A V.I. Superior Court judge’s ruling Tuesday threw recent and future parole decisions into question after the V.I. Justice Department secured a temporary restraining order against the territory’s Parole Board on the basis that it hasn’t had a quorum for two and a half years.
The ruling came as the board was set to consider parole applications by multiple people convicted of serious offenses, including three incarcerated participants of the so-called Fountain Valley Massacre of 1972: Warren Ballentine, 76; Beaumont Gereau, 68; and Meral Smith, 74. Each was sentenced to eight consecutive life sentences more than 50 years ago.
A Parole Board hearing was initially scheduled for Monday to consider their applications and that of 74-year-old Tydel John, who was convicted of aggravated rape in 2015 and sentenced to multiple 15-year terms concurrent with a 50-year term. All four applied for parole under a somewhat recently enacted law codifying eligibility for parole on medical, geriatric, and nonmedical geriatric grounds, which Gov. Albert Bryan Jr. signed into law as Act 8791 last January.

> [Activity list]:
(A) Decide whether each statement agrees with the parole ruling article, answering yes or no and quoting the deciding words: (i) the ruling came from a V.I. Superior Court judge on Tuesday; (ii) each of the three Fountain Valley participants received six consecutive life sentences; (iii) Gov. Albert Bryan Jr. signed Act 8791 into law.
(B) Please copy the parole ruling article word for word, beginning at the words "The ruling came" and stopping after "8791 last January.".
(C) According to the parole ruling article, how long has the Parole Board gone without a quorum?

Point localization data
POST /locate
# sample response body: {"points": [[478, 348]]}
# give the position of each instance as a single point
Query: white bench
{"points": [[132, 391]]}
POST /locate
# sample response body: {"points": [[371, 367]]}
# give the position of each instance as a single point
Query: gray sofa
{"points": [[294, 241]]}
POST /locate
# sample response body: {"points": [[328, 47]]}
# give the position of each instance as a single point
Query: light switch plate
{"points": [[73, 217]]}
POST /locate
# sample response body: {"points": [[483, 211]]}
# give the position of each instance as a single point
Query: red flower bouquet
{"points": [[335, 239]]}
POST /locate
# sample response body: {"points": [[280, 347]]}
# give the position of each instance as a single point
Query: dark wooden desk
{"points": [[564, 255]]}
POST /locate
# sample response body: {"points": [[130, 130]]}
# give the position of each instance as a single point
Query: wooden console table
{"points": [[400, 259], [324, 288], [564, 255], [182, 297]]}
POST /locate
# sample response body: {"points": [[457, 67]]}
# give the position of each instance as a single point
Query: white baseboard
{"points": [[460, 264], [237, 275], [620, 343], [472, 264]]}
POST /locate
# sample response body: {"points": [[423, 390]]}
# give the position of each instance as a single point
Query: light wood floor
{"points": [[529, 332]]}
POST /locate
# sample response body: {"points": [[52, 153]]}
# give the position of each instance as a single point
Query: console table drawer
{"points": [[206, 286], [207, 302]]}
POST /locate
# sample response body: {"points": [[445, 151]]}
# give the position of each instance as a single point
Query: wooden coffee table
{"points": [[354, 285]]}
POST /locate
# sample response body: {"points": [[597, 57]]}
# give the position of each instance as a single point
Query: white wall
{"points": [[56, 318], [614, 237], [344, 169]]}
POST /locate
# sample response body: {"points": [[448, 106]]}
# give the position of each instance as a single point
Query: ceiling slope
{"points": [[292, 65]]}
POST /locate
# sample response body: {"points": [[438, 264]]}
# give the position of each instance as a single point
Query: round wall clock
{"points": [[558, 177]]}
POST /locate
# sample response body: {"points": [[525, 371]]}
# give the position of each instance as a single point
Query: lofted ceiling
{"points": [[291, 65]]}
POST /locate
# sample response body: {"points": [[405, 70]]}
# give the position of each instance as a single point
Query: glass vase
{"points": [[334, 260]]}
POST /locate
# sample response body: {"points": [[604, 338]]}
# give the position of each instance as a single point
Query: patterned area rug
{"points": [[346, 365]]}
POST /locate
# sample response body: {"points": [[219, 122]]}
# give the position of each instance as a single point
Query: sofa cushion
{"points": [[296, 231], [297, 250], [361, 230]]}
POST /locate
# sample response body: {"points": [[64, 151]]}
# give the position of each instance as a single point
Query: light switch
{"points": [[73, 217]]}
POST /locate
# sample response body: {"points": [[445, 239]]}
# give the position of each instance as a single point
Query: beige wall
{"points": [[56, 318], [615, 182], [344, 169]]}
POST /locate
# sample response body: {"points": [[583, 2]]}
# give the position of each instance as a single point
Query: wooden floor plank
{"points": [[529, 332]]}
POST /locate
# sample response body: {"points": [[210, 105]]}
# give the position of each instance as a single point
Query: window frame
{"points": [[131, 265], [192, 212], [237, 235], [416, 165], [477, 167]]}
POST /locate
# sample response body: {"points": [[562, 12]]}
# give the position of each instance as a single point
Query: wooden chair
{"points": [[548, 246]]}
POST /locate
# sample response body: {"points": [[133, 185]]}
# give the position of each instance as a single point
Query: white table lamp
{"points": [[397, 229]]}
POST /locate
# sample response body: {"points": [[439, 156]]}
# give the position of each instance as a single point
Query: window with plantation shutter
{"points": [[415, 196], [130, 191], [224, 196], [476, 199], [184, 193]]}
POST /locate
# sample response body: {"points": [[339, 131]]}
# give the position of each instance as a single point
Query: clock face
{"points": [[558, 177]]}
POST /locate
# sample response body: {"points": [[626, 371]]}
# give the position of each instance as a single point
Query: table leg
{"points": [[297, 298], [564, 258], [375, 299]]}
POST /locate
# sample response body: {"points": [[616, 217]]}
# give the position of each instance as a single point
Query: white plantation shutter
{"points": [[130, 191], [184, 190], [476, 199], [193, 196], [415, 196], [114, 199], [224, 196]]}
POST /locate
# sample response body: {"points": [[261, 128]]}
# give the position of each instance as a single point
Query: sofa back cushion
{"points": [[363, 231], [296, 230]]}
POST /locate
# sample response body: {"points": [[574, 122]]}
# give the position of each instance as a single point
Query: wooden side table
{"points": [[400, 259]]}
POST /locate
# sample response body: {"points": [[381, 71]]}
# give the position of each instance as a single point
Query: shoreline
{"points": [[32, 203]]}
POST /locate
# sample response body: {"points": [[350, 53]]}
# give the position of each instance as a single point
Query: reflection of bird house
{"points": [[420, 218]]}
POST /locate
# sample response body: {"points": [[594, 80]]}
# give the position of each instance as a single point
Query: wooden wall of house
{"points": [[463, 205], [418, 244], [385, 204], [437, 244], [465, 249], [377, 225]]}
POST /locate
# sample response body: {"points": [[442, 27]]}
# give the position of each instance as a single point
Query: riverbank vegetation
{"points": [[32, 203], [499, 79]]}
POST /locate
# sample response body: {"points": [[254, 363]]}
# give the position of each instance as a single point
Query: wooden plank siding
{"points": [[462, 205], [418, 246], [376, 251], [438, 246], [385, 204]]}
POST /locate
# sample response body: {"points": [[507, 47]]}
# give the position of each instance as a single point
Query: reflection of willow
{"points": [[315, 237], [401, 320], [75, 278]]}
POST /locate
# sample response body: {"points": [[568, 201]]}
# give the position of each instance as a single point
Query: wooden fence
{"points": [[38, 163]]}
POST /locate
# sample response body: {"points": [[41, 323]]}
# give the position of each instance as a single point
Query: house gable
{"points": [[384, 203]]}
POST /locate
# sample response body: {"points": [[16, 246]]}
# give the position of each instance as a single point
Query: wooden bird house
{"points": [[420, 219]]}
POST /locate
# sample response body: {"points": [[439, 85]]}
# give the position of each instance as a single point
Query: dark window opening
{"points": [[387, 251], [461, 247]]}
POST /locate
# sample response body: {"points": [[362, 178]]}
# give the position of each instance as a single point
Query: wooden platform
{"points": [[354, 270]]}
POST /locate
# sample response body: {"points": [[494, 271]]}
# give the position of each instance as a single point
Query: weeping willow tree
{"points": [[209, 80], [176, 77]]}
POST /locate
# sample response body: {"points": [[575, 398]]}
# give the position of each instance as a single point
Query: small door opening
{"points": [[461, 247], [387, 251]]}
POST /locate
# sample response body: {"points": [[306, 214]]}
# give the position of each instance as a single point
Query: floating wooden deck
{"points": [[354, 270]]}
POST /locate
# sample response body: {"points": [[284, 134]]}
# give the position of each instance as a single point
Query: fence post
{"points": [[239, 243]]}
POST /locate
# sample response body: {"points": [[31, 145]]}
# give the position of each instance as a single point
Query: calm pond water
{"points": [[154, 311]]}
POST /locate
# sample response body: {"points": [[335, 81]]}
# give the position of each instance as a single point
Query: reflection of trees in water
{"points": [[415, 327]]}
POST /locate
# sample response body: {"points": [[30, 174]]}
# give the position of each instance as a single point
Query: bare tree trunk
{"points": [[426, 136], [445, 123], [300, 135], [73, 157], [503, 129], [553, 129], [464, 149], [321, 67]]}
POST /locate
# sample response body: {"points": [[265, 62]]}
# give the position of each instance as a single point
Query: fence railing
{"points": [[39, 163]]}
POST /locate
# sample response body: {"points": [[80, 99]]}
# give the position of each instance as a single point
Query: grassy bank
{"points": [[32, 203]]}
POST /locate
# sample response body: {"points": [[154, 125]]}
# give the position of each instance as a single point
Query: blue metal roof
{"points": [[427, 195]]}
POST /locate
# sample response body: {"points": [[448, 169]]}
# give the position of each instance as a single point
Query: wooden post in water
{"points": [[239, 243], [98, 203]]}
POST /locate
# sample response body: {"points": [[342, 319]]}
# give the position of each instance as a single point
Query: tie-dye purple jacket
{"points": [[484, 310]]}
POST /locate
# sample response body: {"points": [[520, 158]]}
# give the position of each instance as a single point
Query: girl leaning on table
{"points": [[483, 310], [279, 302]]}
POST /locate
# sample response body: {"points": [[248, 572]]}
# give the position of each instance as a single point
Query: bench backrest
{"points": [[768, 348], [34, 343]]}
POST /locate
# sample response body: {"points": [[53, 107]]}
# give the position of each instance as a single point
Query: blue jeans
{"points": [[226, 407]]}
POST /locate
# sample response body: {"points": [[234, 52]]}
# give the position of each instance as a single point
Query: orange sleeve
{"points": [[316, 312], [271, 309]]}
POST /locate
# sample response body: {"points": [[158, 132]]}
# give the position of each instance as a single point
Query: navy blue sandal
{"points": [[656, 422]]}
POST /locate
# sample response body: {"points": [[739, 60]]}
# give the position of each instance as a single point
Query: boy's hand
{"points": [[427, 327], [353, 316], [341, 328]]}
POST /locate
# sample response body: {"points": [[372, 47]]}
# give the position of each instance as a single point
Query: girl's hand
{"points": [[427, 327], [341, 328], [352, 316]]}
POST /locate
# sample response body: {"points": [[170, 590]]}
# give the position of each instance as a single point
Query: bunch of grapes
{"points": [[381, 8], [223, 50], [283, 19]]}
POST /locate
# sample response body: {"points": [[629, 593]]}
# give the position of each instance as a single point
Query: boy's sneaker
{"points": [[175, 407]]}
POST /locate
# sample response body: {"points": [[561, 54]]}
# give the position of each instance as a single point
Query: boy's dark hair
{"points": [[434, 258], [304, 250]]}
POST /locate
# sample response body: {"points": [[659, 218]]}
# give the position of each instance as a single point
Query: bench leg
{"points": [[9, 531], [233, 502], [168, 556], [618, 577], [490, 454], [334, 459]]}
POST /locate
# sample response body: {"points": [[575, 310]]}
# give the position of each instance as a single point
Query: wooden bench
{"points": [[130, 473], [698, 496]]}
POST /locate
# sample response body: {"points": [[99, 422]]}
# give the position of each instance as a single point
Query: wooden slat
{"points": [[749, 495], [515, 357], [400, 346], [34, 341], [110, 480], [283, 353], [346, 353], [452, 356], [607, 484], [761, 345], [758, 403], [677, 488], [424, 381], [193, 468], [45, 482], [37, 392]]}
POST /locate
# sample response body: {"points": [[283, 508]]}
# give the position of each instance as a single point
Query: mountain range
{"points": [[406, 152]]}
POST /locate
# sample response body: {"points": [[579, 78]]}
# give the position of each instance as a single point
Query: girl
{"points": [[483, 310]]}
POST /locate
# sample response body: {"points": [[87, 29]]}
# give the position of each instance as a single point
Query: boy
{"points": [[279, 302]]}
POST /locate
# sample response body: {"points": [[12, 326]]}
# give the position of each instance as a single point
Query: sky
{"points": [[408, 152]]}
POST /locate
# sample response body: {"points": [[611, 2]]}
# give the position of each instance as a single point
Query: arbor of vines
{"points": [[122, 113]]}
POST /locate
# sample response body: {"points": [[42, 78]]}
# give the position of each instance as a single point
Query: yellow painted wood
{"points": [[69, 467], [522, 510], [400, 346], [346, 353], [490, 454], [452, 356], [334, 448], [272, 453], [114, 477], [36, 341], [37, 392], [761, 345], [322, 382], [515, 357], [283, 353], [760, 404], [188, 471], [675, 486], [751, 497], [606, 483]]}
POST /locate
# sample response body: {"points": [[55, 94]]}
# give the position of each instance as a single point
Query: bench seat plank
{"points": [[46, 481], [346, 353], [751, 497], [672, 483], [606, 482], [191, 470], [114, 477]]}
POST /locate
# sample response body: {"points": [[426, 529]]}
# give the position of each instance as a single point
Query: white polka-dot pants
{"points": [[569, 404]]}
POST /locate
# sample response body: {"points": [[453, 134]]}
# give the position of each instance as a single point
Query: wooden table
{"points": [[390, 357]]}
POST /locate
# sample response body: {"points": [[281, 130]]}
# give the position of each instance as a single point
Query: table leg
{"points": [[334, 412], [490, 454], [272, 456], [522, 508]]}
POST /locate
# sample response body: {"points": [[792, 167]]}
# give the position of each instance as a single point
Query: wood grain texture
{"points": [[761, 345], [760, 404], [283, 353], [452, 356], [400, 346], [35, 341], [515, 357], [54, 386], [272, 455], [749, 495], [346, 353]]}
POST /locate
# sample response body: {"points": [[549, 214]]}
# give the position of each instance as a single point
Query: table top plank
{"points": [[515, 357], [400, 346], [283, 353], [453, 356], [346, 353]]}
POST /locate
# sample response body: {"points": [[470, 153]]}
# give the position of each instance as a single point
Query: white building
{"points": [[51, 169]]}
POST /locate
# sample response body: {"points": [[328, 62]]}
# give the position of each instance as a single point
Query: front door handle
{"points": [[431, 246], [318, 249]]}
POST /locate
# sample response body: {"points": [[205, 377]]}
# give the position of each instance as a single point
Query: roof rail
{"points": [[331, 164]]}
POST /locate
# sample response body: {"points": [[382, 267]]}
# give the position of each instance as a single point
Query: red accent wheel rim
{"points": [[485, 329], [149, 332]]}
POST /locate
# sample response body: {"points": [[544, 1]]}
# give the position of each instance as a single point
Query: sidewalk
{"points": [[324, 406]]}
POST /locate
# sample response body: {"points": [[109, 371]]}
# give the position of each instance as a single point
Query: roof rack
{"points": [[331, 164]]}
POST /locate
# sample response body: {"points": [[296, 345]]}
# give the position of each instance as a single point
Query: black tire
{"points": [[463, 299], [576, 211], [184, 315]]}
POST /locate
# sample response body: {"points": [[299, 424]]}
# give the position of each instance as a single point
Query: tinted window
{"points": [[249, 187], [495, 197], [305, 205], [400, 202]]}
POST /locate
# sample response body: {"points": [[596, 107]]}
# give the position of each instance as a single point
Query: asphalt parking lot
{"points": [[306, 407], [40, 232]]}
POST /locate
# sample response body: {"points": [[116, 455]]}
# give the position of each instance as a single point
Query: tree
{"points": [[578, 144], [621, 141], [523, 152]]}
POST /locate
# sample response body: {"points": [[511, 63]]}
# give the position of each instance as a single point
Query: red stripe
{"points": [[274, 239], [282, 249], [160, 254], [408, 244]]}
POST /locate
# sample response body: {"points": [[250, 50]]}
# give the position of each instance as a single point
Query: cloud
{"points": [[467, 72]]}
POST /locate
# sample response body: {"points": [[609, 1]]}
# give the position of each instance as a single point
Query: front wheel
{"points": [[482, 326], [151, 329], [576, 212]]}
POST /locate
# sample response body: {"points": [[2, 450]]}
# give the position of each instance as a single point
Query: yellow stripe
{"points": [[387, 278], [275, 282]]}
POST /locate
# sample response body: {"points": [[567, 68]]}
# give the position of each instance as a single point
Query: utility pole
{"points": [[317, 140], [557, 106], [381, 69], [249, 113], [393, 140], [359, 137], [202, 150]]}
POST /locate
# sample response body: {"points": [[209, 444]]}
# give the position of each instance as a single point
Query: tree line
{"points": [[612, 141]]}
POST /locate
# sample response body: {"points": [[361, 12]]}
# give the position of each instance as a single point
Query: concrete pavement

> [Answers in order]:
(A)
(i) Yes: "A V.I. Superior Court judge’s ruling Tuesday"
(ii) No: "Each was sentenced to eight consecutive life sentences"
(iii) Yes: "which Gov. Albert Bryan Jr. signed into law as Act 8791 last January"

(B)
The ruling came as the board was set to consider parole applications by multiple people convicted of serious offenses, including three incarcerated participants of the so-called Fountain Valley Massacre of 1972: Warren Ballentine, 76; Beaumont Gereau, 68; and Meral Smith, 74. Each was sentenced to eight consecutive life sentences more than 50 years ago.
A Parole Board hearing was initially scheduled for Monday to consider their applications and that of 74-year-old Tydel John, who was convicted of aggravated rape in 2015 and sentenced to multiple 15-year terms concurrent with a 50-year term. All four applied for parole under a somewhat recently enacted law codifying eligibility for parole on medical, geriatric, and nonmedical geriatric grounds, which Gov. Albert Bryan Jr. signed into law as Act 8791 last January.

(C) Two and a half years.